═════ Page text ═════

“…It is strongly underlined the fact that in Romania

between 1940-1945 there was no Holocaust.”—

Romanian Public Information Ministry, June 12, 2003

“The Holocaust was not unique to the Jewish population in Europe…

Does the wretched Romanian citizen of today have to pay for what

happened then? Is it worth it to skin those who are living today in distress?

And just to compensate others? I don’t find that appropriate.”—

Romanian President Ion Iliescu, Ha’aretz, July 24

Montreal, June 19, 2003

Dear Ambassador Maior,

Israel-Romania relations have been strained by the Romanian Ministry of Public Information’s outrageous claim that within the borders of Romania between 1940-1945 there was no Holocaust (Communicat de presa 2- sedinta de Guvern- 12 Junie 2003).

Sir, as a survivor of the Bucharest “Kristallnacht” (“Night of Broken Glass”) pogrom in January 21-23, 1941, searching for my missing father, I “visited” (along with other members of the Bucharest Jews), the Bucharest slaughterhouse, in which I saw Jewish corpses hanged from their bellies with tags reading “Jewish meat” and/or “Kosher Meat”. These vivid scenes remain a nightmare, and continue to haunt me today, sixty-two years later. Over one hundred and thirty Jews were massacred during these three days. Hundreds of homes, stores and over 25 synagogues were set on fire, vandalized, and some destroyed to their very foundations.

It is true that there were no gas chambers in Romania, nor crematoria for corpses; Romania did not industrialize victims’ hair, teeth or grease, as did Germany. But the Romanian fascists had their own original methods to exterminate the Jews. The persecution and the Nazi-Fascist terror directed against the Jewish population within Romania’s borders were just as violent and destructive as those in the other countries under Nazi German domination or influence. “The distinction between what took place in Romania and what took place in other countries where the Nazi persecution was most horrible…lies only in details of method. Romania’s war criminal Ion Antonescu had his own original methods for the extermination of Jews. Jews were beaten until they died, suffocated in freight cars with blocked up vents, sold as part of convoys that would be killed later when their clothing would be sold, hacked to pieces so that their blood could be used as axle grease…” (The Tragedy of Romanian Jewry, ed. Randolph L. Braham, Columbia University Press, New York, 1994)

═════

| Parts of the exercise |
a) From the letter, extract the stretch from "Romanian President Ion" through "12 Junie 2003).".
b) According to the letter, how many Jews were massacred during the three days of the Bucharest pogrom?
None of the material is needed here.

═════ Extracted records ═════

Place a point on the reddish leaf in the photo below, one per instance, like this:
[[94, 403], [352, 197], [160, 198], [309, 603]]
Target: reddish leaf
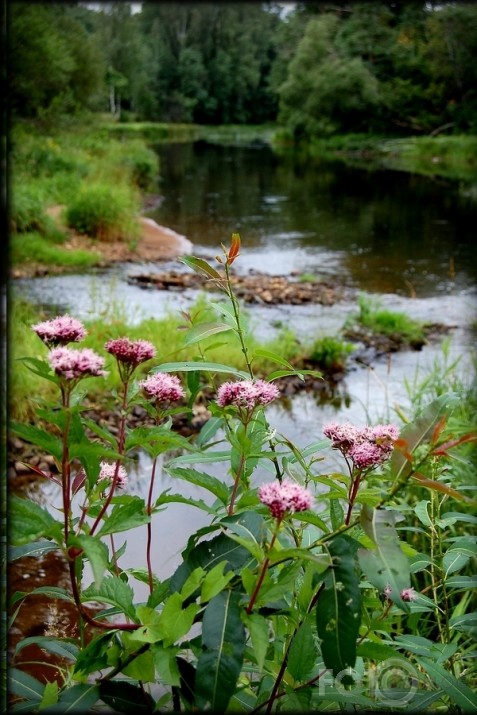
[[46, 475], [78, 481], [438, 487], [438, 429], [442, 448], [234, 249]]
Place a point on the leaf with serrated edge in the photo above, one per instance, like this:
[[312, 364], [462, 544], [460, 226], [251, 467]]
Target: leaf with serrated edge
[[219, 665], [386, 565], [338, 607], [458, 692]]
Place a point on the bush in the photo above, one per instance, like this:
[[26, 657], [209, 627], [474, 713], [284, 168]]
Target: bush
[[27, 210], [331, 353], [105, 212]]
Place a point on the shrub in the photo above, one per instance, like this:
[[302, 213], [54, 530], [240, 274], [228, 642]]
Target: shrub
[[104, 211], [388, 322], [331, 353]]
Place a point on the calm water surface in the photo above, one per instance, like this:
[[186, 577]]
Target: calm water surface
[[407, 238], [384, 231]]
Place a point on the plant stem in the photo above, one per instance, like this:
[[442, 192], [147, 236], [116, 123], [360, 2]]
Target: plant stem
[[263, 570], [236, 309], [149, 526], [121, 439]]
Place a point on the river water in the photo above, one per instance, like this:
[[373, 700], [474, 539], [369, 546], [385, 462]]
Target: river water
[[406, 239]]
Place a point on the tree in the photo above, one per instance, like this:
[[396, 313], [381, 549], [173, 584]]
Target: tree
[[326, 91], [54, 64]]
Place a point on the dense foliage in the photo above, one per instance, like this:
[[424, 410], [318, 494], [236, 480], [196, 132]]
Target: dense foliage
[[307, 589], [318, 68]]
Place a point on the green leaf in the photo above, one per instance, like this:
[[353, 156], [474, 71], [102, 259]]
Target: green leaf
[[125, 697], [151, 631], [458, 692], [50, 444], [49, 591], [220, 663], [204, 330], [259, 633], [303, 653], [93, 656], [207, 554], [376, 651], [201, 479], [166, 664], [201, 267], [176, 621], [50, 695], [386, 565], [29, 521], [418, 432], [141, 668], [462, 582], [201, 458], [37, 548], [338, 608], [64, 648], [97, 553], [455, 559], [193, 583], [166, 498], [24, 685], [284, 373], [421, 512], [192, 366], [125, 516], [215, 581], [115, 592], [77, 699], [466, 622]]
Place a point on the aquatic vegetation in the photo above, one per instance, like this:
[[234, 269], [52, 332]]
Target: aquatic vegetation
[[303, 591]]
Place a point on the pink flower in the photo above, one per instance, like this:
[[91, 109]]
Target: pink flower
[[366, 447], [73, 364], [285, 497], [60, 331], [108, 470], [247, 393], [366, 455], [162, 386], [132, 352]]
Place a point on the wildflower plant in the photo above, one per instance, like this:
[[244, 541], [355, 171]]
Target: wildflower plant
[[306, 590]]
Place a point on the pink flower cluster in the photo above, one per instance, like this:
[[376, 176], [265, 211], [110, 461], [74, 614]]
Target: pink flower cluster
[[247, 393], [132, 352], [366, 447], [73, 364], [108, 470], [162, 386], [284, 497], [61, 330]]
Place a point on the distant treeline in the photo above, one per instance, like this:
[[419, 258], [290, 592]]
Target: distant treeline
[[317, 69]]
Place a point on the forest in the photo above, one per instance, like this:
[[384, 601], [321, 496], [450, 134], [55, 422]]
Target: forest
[[314, 68]]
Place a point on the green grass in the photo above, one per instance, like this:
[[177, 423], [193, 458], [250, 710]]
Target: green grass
[[96, 176], [331, 354], [104, 211], [35, 248], [386, 322]]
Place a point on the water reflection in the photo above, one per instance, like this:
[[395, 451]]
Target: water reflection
[[386, 231]]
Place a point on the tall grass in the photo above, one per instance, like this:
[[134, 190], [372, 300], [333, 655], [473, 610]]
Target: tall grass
[[96, 176], [386, 322]]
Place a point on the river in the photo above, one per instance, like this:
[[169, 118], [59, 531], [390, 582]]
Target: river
[[406, 239]]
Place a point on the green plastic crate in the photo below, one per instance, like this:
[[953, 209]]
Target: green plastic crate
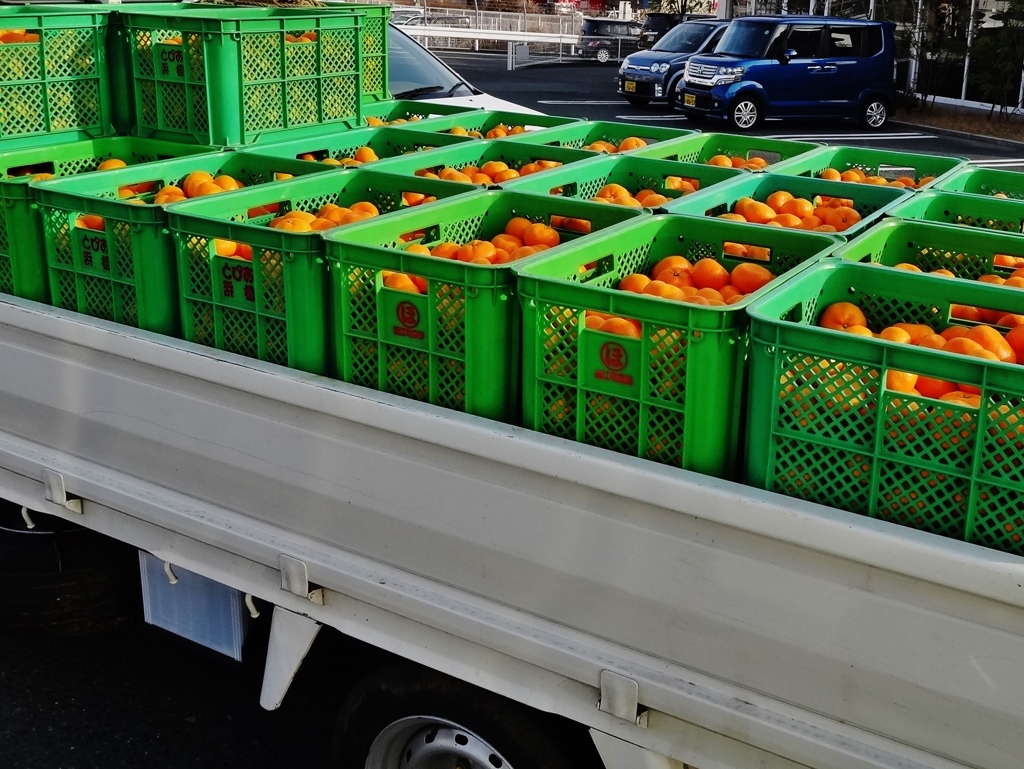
[[56, 89], [235, 79], [458, 344], [586, 179], [984, 181], [410, 111], [127, 272], [476, 153], [966, 210], [673, 395], [119, 66], [282, 316], [23, 253], [823, 427], [702, 146], [968, 254], [484, 120], [886, 163], [580, 134], [386, 142], [869, 201]]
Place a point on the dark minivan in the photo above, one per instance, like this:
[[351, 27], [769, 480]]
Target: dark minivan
[[651, 76], [786, 67]]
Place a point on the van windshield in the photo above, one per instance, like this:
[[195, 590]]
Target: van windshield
[[685, 38], [747, 39]]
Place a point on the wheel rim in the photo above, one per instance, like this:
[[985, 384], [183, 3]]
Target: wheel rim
[[876, 115], [427, 742], [744, 115]]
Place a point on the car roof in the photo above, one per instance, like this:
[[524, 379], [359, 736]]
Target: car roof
[[813, 20]]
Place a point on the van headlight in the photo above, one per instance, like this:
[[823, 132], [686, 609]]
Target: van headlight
[[729, 75]]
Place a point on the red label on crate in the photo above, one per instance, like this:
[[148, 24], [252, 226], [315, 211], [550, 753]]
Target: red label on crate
[[94, 252], [614, 357], [408, 314], [233, 273]]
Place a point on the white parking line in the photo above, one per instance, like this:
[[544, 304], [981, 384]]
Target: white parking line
[[998, 162], [652, 118], [581, 101], [847, 136]]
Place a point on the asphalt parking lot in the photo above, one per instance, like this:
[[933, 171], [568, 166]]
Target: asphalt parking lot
[[588, 90], [135, 697]]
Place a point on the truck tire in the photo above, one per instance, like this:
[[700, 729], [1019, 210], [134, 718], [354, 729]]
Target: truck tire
[[875, 114], [409, 717], [745, 114], [61, 580]]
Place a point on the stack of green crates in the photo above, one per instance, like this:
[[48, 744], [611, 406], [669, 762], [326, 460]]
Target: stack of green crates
[[335, 146], [456, 344], [126, 270], [474, 153], [823, 426], [587, 179], [869, 201], [278, 311], [407, 111], [238, 76], [984, 181], [582, 134], [701, 147], [969, 254], [673, 391], [482, 121], [889, 164], [1005, 215], [23, 252], [54, 84]]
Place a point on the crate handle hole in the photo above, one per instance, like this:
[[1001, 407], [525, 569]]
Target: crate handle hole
[[31, 169]]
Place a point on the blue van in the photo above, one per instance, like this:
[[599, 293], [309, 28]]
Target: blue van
[[652, 75], [794, 67]]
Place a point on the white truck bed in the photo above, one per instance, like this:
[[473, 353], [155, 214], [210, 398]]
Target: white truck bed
[[761, 631]]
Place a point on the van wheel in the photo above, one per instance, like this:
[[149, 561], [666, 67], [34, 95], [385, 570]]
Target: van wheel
[[745, 114], [875, 114], [406, 717]]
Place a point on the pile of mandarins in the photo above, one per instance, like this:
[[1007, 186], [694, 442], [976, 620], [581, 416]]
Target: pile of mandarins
[[492, 172], [498, 132], [751, 164], [980, 341], [707, 283], [781, 209], [630, 142], [616, 195], [365, 154], [520, 239], [856, 175]]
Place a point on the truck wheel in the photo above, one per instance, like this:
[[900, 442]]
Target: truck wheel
[[744, 114], [875, 114], [408, 717], [61, 580]]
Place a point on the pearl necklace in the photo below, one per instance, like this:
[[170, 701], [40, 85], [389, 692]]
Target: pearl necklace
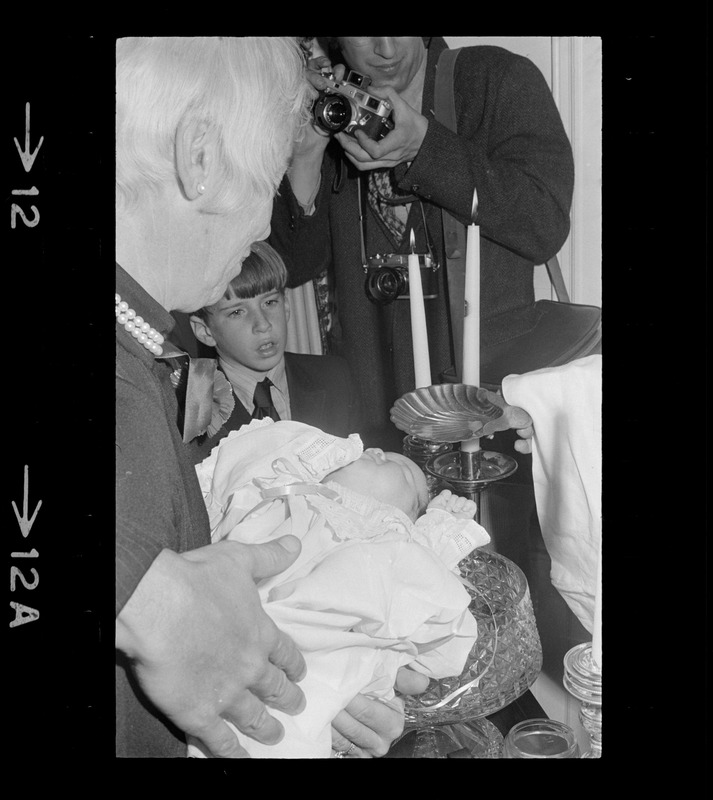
[[149, 337]]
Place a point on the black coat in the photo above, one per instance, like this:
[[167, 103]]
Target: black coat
[[512, 146]]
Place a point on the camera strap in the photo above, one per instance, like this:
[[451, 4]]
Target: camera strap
[[454, 234]]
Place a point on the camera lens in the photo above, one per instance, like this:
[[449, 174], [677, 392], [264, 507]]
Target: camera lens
[[385, 284], [332, 113]]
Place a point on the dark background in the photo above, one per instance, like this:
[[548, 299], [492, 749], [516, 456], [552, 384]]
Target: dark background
[[58, 411]]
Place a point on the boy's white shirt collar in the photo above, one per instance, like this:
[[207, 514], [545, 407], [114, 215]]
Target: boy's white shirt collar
[[243, 380]]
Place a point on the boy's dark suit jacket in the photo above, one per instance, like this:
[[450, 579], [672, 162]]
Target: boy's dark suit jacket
[[322, 394]]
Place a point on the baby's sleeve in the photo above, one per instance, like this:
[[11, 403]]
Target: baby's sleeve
[[451, 538]]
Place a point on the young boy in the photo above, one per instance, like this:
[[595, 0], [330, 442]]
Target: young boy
[[248, 329]]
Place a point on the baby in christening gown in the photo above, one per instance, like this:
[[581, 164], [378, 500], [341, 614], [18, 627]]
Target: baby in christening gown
[[376, 585]]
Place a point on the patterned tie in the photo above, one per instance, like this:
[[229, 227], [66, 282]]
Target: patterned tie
[[384, 199], [263, 401]]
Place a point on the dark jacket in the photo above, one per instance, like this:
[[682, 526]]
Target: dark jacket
[[322, 394], [512, 146], [158, 505]]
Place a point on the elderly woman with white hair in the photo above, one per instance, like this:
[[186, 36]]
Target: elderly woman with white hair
[[205, 129]]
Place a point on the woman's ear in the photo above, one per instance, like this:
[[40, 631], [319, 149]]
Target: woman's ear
[[201, 331], [195, 151]]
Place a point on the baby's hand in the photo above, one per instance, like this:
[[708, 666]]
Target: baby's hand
[[460, 507]]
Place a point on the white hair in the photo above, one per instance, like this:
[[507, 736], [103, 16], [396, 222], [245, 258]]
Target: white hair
[[252, 89]]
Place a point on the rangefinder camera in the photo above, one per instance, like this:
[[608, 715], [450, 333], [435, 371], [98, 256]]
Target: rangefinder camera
[[348, 107], [387, 278]]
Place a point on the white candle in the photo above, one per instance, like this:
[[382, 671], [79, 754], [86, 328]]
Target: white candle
[[419, 333], [471, 322], [597, 630]]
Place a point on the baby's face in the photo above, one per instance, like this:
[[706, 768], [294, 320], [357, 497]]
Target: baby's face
[[388, 477]]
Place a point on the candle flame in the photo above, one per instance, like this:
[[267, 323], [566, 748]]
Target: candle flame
[[474, 207]]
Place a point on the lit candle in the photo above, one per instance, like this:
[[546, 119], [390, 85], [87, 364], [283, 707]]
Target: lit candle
[[419, 334], [597, 631], [471, 321]]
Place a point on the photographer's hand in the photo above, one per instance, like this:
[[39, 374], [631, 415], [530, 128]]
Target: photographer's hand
[[400, 145], [305, 167]]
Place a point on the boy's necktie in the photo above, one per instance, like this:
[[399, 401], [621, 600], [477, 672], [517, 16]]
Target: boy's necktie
[[262, 398]]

═════

| Responses |
a)
Romanian President Ion Iliescu, Ha’aretz, July 24

Montreal, June 19, 2003

Dear Ambassador Maior,

Israel-Romania relations have been strained by the Romanian Ministry of Public Information’s outrageous claim that within the borders of Romania between 1940-1945 there was no Holocaust (Communicat de presa 2- sedinta de Guvern- 12 Junie 2003).

b) Over one hundred and thirty Jews.